DESCRIPTION OF THE TASK:
Exact reproduction is required for all entries.

Stored items from a collection:
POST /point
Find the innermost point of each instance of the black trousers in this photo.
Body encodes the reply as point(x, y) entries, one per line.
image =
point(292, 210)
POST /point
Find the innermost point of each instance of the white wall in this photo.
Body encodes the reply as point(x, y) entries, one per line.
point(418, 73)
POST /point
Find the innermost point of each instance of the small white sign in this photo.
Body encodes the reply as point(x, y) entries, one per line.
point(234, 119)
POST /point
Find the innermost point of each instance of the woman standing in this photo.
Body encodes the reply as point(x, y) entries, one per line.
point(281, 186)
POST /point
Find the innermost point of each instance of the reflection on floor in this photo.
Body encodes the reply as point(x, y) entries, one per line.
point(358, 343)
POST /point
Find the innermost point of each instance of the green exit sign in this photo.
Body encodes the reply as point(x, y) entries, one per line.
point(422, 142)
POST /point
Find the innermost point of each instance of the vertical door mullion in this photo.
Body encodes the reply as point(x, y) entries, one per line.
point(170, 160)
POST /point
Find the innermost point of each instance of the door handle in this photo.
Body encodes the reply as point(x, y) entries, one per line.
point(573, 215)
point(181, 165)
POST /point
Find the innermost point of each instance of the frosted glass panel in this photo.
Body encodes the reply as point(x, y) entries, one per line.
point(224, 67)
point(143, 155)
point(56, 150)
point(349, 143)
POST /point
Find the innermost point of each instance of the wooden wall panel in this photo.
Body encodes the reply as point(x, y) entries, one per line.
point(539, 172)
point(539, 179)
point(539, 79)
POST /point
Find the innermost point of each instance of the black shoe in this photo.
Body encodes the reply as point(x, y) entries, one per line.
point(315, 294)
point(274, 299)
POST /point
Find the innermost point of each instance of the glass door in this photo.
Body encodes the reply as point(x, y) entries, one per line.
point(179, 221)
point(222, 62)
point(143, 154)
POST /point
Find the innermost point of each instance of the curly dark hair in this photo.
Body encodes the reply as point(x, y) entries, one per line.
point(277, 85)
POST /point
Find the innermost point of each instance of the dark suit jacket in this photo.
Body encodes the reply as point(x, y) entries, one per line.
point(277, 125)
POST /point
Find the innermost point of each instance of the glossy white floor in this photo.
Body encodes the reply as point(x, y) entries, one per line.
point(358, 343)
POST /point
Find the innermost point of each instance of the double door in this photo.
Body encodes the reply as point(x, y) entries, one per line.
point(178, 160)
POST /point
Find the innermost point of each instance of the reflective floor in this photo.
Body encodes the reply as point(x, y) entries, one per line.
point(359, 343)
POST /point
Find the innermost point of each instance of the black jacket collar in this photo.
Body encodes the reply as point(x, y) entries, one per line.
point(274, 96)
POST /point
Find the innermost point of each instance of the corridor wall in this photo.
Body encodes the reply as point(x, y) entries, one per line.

YOUR RESPONSE:
POST /point
Find the innermost point of each instance of the black trousers in this photo.
Body encodes the reply as point(x, y) entries, one per line.
image =
point(292, 210)
POST /point
Find the innermost point of each instance of the white wall in this photo.
Body encodes the reply as point(x, y) entries, one per line.
point(418, 73)
POST /point
Find the innermost point of each instance of the small white sign in this photo.
Body encodes the reply as point(x, y) entries, one per line.
point(234, 119)
POST /point
Find the innermost point of each instance of the woman standing in this photo.
Body encodes the reply as point(x, y) entries, one per line.
point(281, 186)
POST /point
Find the innermost point of each instance of the reflection on floor in this photo.
Body encodes the reply as point(x, y) entries, one per line.
point(358, 343)
POST /point
Find the innermost point of each instance of the green exit sign in this photo.
Body encodes the reply as point(x, y) entries, one per line.
point(422, 142)
POST /point
Find the innermost point of each instance of the vertical door mullion in this photo.
Body encodes the reply as point(x, y) entries, one per line.
point(170, 160)
POST /point
Find the innermost point of each instance of the door handle in this photo.
Body encodes the reply as point(x, y) entries, one per line.
point(573, 215)
point(181, 165)
POST /point
Find the innermost point of each instance of the frosted glass panel in this photo.
Body encodes the reply as point(x, y) entries, one per line.
point(224, 67)
point(143, 155)
point(56, 150)
point(349, 143)
POST /point
Find the innermost point of each instance of the wooden wall panel in this photo.
Body encodes the reply as point(x, y) entries, one per line.
point(539, 172)
point(539, 179)
point(539, 79)
POST /point
Find the innermost point of each instance of the black shoe in this photo.
Body encodes the reply as point(x, y) entries, one per line.
point(315, 294)
point(274, 299)
POST /point
Find the innermost point of each instance of the glass door in this photo.
Body encodes the reply as point(x, y) entries, one per line.
point(179, 221)
point(222, 62)
point(143, 154)
POST /point
Find the innermost point of each instance of the curly dark hair in this photo.
Body encodes the reply as point(x, y) entries, one per line.
point(277, 85)
POST /point
Find the innermost point of each instance of the dark suit jacket in this photo.
Body encodes the reply as point(x, y) entries, one per line.
point(277, 125)
POST /point
Find the innermost point of each instance of the glossy white floor in this photo.
Body encodes the reply as point(x, y) entries, one per line.
point(358, 343)
POST /point
Find the innermost point of each instance of the double door in this photo.
Body encodes the reply as point(x, y) entries, one per line.
point(178, 160)
POST /point
Find the innermost point of each instance of the reflective floor in this photo.
Body encodes the reply as point(x, y) entries, one per line.
point(359, 343)
POST /point
Find the innermost point of each instance of the black jacket collar in this photo.
Body encodes the reply as point(x, y) entries, one per line.
point(274, 96)
POST /point
Find the innermost point of each instance of the corridor wall in this photo.
Body encodes the reply as point(x, y) entries, one per line.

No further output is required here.